*Task directions*. Could you filter the records below and return each line that holds "tulip"?

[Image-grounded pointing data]
*****
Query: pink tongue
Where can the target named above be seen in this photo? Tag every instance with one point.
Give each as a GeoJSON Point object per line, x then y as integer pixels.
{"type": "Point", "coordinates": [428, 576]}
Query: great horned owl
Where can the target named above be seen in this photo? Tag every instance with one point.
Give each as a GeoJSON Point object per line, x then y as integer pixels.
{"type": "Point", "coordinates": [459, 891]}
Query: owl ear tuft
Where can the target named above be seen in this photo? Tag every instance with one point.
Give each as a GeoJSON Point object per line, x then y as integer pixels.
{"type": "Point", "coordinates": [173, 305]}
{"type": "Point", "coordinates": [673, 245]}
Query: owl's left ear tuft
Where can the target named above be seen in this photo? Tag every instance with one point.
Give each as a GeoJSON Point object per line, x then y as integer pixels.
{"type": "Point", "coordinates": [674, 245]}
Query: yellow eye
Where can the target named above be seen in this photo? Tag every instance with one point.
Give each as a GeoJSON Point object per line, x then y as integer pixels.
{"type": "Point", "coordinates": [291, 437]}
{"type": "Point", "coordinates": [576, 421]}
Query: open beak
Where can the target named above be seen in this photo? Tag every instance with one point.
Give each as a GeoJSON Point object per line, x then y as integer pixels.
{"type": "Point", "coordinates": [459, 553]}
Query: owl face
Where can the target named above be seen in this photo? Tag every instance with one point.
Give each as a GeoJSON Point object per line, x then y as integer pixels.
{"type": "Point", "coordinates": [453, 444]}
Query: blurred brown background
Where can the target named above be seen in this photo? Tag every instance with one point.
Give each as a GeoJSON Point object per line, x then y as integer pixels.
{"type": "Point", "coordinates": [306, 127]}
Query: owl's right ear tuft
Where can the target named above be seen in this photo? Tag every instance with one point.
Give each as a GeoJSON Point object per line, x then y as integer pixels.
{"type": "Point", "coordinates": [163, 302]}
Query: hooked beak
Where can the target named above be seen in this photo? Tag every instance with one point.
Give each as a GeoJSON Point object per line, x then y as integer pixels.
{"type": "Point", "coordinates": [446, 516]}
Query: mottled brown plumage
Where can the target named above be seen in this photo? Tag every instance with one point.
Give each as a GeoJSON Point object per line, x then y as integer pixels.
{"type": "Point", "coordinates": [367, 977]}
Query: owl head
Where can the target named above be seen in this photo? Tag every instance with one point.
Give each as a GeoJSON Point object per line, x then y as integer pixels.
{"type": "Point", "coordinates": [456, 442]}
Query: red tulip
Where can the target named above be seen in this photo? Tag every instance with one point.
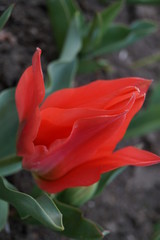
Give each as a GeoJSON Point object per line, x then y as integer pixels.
{"type": "Point", "coordinates": [68, 140]}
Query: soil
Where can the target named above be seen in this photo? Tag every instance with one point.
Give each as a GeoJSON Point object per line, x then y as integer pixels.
{"type": "Point", "coordinates": [130, 206]}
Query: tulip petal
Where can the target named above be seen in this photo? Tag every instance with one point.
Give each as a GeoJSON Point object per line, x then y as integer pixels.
{"type": "Point", "coordinates": [88, 95]}
{"type": "Point", "coordinates": [82, 145]}
{"type": "Point", "coordinates": [91, 171]}
{"type": "Point", "coordinates": [29, 94]}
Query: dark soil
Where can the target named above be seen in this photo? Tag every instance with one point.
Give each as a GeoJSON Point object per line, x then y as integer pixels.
{"type": "Point", "coordinates": [130, 206]}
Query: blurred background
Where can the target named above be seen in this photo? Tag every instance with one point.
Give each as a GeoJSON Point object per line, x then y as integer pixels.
{"type": "Point", "coordinates": [130, 206]}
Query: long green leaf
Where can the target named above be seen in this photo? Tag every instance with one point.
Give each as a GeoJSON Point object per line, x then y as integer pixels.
{"type": "Point", "coordinates": [43, 210]}
{"type": "Point", "coordinates": [93, 65]}
{"type": "Point", "coordinates": [3, 214]}
{"type": "Point", "coordinates": [5, 16]}
{"type": "Point", "coordinates": [78, 227]}
{"type": "Point", "coordinates": [62, 72]}
{"type": "Point", "coordinates": [99, 26]}
{"type": "Point", "coordinates": [8, 123]}
{"type": "Point", "coordinates": [119, 36]}
{"type": "Point", "coordinates": [154, 99]}
{"type": "Point", "coordinates": [60, 75]}
{"type": "Point", "coordinates": [73, 42]}
{"type": "Point", "coordinates": [61, 13]}
{"type": "Point", "coordinates": [151, 2]}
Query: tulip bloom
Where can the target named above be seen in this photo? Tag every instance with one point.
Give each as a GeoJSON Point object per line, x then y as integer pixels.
{"type": "Point", "coordinates": [69, 139]}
*****
*Output for this task*.
Query: red tulip
Query: tulip petal
Query: tulip bloom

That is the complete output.